» **Records in a dataset**:
____
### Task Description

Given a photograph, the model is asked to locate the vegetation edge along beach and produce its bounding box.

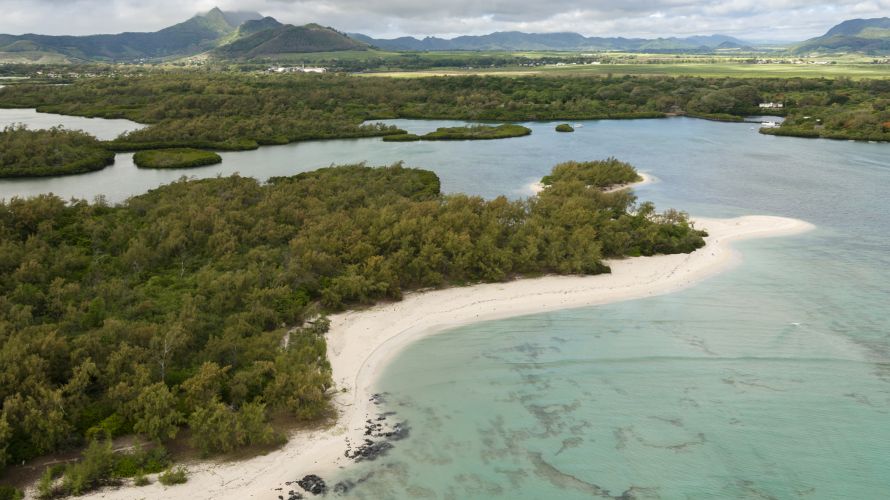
[0,160,704,496]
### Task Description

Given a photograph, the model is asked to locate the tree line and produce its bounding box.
[0,72,890,150]
[0,161,704,484]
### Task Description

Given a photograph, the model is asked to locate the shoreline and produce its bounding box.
[528,172,658,195]
[69,216,814,500]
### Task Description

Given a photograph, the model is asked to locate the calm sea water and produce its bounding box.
[0,111,890,499]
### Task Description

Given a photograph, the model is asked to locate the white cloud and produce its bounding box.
[0,0,890,40]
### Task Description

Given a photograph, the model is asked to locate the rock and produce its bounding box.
[297,474,327,495]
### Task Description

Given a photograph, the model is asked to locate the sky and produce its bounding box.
[0,0,890,41]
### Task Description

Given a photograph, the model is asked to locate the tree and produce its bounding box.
[0,413,12,470]
[182,362,230,411]
[189,400,244,455]
[129,382,183,440]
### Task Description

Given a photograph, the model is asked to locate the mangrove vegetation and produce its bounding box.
[0,125,114,178]
[133,148,222,168]
[0,160,704,484]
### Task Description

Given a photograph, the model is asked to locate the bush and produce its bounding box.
[61,440,114,495]
[420,123,532,141]
[0,126,114,178]
[158,466,188,486]
[0,485,25,500]
[114,446,170,477]
[383,134,420,142]
[133,470,151,486]
[133,148,222,168]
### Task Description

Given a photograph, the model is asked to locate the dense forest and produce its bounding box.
[0,126,114,178]
[133,148,222,168]
[0,160,704,492]
[0,72,890,150]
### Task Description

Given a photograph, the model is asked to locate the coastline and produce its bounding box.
[71,214,814,500]
[528,172,658,195]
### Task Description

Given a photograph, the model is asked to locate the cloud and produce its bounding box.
[0,0,890,40]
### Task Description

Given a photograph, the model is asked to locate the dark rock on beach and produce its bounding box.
[297,474,327,495]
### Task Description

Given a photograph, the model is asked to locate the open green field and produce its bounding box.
[364,62,890,79]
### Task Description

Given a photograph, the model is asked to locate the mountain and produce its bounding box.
[238,17,284,38]
[0,8,263,62]
[792,17,890,54]
[349,31,749,52]
[212,23,368,59]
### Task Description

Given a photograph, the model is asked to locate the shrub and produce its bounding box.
[133,470,151,486]
[0,485,25,500]
[133,148,222,168]
[158,466,188,486]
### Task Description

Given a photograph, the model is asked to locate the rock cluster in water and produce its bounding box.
[277,394,409,500]
[297,474,328,495]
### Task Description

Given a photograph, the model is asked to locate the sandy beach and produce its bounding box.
[73,216,813,500]
[528,172,657,194]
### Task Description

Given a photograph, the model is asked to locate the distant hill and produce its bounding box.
[349,31,749,52]
[212,23,368,59]
[0,8,263,62]
[792,17,890,55]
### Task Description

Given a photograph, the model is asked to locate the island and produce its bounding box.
[0,126,114,178]
[133,148,222,168]
[0,159,706,497]
[383,124,532,142]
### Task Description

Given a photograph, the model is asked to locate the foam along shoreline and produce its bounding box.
[73,216,814,500]
[528,172,656,195]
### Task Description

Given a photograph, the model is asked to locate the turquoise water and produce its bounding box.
[0,108,890,499]
[326,120,890,499]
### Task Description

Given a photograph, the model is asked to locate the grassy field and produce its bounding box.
[363,62,890,79]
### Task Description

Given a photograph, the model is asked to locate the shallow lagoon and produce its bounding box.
[0,112,890,499]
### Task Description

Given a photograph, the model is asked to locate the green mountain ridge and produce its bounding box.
[212,23,369,59]
[0,8,262,62]
[792,17,890,55]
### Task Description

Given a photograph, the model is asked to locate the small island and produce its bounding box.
[383,134,421,142]
[133,148,222,168]
[541,158,643,189]
[383,123,532,142]
[0,125,114,178]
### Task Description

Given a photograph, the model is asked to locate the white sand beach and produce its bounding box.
[528,172,657,194]
[73,216,813,500]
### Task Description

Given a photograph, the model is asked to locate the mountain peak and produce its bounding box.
[201,7,263,28]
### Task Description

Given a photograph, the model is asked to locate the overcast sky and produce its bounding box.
[0,0,890,41]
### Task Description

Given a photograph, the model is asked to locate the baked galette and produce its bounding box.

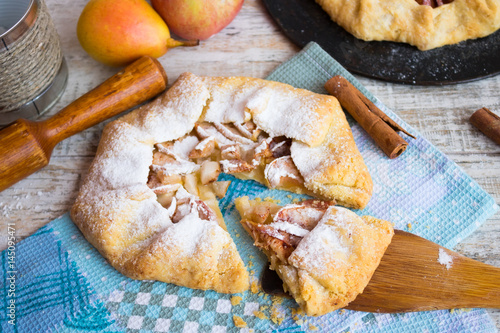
[316,0,500,50]
[235,197,394,316]
[71,73,372,293]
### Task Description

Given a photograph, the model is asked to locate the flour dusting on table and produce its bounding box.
[438,248,453,269]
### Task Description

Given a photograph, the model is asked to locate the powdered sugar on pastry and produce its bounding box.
[269,222,309,237]
[121,73,210,142]
[71,73,374,293]
[288,208,354,278]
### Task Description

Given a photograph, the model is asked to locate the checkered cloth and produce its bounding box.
[0,43,497,333]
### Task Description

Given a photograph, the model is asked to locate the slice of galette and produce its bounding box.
[235,197,394,316]
[71,73,372,293]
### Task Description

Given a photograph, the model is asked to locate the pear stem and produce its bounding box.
[167,38,200,49]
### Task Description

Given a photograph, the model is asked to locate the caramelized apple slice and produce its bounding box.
[219,160,255,173]
[189,136,215,158]
[220,143,241,160]
[200,161,220,185]
[211,180,231,199]
[264,156,304,189]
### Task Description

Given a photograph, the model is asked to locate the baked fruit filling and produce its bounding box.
[235,197,394,316]
[415,0,453,8]
[147,121,311,223]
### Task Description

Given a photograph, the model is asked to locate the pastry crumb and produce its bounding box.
[233,315,247,328]
[250,281,259,294]
[253,311,269,319]
[264,197,281,204]
[231,296,243,306]
[271,296,285,325]
[438,248,453,269]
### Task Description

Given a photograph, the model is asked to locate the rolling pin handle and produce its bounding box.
[0,57,168,191]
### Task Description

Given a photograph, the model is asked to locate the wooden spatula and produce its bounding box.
[262,230,500,313]
[0,57,167,191]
____
» **Task details**: Change "vegetation edge" to "tree line" in the records from the start through the line with "[0,160,704,496]", and give those lines back without the pictures.

» **Answer to this exercise**:
### Task Description

Given a photograph, the model is asked to locate the tree line along beach and produce its bounding box.

[0,160,704,496]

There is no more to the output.